>> Begin Records supplied

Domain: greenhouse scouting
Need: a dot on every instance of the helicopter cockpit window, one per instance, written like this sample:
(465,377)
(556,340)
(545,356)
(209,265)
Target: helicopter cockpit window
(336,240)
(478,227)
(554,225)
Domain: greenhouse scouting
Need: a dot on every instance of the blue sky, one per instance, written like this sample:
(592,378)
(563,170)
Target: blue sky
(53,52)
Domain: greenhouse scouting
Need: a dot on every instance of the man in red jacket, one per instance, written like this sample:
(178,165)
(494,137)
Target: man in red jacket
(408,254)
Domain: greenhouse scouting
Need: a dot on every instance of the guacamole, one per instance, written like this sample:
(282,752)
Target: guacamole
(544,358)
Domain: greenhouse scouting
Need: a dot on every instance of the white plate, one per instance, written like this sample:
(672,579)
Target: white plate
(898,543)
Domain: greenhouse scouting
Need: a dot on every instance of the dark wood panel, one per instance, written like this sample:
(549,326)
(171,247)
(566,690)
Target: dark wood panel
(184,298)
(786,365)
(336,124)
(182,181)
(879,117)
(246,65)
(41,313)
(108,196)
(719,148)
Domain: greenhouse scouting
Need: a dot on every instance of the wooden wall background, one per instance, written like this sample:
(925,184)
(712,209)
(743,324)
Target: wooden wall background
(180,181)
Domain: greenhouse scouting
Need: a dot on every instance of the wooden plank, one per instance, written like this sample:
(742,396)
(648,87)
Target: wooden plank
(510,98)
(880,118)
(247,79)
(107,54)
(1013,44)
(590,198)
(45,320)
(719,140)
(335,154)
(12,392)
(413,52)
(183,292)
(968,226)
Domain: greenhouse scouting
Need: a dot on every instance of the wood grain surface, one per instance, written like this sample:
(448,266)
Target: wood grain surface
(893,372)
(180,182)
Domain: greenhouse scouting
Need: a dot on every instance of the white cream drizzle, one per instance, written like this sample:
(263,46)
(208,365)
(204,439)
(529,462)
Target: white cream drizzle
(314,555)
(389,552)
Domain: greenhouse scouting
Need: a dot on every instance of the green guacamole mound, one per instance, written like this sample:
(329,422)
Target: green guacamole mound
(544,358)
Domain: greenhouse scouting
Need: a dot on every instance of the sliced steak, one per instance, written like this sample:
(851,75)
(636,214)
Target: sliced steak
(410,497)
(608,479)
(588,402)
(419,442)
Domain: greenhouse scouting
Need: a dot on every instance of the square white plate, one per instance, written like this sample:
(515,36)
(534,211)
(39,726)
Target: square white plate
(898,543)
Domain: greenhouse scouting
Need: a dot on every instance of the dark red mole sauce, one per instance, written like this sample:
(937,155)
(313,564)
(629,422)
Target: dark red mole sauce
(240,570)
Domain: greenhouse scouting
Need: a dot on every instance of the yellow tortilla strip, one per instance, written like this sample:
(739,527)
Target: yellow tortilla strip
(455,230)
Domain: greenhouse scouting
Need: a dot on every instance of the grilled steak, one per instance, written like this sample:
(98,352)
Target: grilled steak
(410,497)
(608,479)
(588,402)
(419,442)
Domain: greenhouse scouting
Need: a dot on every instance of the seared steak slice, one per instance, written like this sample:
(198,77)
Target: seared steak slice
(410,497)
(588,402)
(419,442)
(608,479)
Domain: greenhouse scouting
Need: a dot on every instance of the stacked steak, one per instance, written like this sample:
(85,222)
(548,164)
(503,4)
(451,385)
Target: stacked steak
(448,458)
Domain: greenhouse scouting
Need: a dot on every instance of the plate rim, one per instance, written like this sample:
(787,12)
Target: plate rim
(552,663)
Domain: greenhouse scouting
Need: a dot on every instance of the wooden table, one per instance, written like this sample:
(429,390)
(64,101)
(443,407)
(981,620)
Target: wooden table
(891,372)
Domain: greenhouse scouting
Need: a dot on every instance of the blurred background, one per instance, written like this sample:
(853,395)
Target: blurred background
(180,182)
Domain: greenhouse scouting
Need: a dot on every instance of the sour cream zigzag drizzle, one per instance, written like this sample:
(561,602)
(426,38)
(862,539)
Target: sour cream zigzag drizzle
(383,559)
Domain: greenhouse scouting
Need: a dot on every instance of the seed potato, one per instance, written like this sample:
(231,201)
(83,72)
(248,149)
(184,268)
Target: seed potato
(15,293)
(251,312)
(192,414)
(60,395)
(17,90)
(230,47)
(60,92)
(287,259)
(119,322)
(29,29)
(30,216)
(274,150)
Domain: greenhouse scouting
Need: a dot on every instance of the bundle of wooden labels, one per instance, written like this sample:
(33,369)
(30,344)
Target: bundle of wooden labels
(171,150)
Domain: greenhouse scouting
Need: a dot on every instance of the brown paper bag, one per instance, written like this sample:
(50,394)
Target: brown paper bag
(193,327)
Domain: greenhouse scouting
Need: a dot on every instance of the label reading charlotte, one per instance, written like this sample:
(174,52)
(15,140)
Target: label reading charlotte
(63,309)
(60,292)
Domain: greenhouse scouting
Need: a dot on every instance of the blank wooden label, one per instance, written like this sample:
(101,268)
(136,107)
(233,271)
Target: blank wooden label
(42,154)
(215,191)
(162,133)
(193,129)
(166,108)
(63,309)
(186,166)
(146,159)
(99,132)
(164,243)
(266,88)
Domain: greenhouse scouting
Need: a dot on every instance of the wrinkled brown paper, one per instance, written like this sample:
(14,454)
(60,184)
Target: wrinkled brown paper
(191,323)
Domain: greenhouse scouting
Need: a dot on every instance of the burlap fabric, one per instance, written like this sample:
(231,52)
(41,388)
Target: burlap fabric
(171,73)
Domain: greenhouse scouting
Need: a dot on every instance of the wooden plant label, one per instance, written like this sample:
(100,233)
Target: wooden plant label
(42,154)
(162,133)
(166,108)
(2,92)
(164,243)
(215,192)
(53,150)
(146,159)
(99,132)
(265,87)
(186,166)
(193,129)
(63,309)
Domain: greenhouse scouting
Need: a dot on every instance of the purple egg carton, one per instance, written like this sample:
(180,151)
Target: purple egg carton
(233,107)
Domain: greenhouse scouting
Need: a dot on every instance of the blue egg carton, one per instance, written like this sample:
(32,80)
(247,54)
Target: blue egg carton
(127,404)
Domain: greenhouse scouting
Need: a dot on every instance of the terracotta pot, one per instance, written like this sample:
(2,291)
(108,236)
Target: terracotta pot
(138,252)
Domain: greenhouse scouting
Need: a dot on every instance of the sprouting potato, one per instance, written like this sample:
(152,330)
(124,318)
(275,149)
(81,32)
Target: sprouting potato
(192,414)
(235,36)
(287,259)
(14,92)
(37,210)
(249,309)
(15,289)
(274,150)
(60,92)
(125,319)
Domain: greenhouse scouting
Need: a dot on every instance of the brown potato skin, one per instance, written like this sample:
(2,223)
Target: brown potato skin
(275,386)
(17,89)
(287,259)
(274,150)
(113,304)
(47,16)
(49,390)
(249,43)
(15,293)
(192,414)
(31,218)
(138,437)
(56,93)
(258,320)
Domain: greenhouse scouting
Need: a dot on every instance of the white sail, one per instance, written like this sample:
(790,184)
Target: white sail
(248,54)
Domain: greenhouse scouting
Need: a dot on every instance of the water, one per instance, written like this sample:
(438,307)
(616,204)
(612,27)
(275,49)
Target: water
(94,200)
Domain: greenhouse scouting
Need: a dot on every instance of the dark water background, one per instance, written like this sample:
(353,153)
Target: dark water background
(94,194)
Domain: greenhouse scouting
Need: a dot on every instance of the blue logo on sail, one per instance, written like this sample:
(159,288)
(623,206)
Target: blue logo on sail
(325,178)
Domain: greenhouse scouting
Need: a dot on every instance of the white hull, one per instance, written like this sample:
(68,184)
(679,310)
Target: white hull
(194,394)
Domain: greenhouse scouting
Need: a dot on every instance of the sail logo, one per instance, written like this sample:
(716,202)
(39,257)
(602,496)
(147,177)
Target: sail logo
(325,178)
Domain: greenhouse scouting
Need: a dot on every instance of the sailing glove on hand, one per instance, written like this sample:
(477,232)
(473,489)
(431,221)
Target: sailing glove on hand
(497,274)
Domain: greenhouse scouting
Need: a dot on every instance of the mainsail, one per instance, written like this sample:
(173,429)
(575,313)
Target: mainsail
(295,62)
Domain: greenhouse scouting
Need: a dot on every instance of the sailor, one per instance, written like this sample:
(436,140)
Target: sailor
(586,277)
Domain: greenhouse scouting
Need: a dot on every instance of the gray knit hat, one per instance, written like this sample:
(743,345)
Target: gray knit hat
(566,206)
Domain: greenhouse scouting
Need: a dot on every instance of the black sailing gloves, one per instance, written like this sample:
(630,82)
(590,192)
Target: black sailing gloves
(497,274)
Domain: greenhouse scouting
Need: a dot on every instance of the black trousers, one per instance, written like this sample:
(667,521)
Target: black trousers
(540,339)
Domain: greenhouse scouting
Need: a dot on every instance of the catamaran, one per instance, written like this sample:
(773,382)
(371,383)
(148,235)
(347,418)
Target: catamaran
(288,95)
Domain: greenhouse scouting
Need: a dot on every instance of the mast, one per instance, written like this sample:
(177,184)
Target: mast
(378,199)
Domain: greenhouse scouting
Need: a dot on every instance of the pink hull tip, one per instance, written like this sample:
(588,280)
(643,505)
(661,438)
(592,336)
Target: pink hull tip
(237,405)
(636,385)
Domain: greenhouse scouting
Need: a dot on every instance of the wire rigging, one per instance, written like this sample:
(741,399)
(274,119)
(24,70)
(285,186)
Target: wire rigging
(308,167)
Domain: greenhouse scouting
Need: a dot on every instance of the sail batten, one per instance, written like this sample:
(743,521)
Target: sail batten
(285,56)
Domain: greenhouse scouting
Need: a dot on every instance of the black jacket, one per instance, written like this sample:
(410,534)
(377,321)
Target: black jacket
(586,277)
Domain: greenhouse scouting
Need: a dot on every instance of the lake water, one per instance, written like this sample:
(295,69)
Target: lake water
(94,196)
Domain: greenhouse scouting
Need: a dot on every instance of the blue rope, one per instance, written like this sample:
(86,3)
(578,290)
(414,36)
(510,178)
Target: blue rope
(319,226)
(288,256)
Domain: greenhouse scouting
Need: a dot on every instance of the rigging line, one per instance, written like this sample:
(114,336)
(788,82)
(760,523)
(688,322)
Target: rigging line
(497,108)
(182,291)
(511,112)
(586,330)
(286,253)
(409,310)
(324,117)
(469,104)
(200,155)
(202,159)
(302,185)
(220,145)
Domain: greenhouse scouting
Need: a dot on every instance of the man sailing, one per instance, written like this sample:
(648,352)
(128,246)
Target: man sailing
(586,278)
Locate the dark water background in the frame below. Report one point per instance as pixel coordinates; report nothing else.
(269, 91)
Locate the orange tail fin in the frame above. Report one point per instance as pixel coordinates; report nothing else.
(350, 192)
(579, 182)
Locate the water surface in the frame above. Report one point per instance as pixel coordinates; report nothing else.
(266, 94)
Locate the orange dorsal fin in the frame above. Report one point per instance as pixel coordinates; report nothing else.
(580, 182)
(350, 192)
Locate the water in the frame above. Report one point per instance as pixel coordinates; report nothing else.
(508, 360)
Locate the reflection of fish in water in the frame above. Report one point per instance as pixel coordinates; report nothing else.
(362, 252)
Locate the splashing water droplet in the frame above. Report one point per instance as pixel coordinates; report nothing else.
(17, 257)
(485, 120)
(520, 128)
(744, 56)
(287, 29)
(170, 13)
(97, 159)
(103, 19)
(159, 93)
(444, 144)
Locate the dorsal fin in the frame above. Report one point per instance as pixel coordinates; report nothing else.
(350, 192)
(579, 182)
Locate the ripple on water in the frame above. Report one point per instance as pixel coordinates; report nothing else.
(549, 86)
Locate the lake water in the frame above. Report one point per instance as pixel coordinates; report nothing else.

>> End Records supplied

▸ Direction:
In the records above, locate the line that contains "Locate the reflection". Repeat it and every line after it, exactly, and nothing else.

▸ Solved exercise:
Locate the reflection of fish in water in the frame above. Report one point per instance as pixel coordinates; report nothing else.
(362, 252)
Locate the splashing water droplet in the frame above. Report one point per instance as pixel coordinates; report nothing else.
(17, 257)
(485, 120)
(520, 128)
(744, 56)
(287, 29)
(170, 13)
(97, 159)
(103, 19)
(159, 93)
(444, 144)
Locate the dorsal fin in the frame above. Report one point per instance as pixel coordinates; report nothing else.
(350, 192)
(579, 182)
Locate the ripple on water in the frame above. Report one point per instance as pixel coordinates; report nothing else.
(549, 86)
Locate the lake water in the frame above. Report one point per instance as pixel coordinates; report nothing else.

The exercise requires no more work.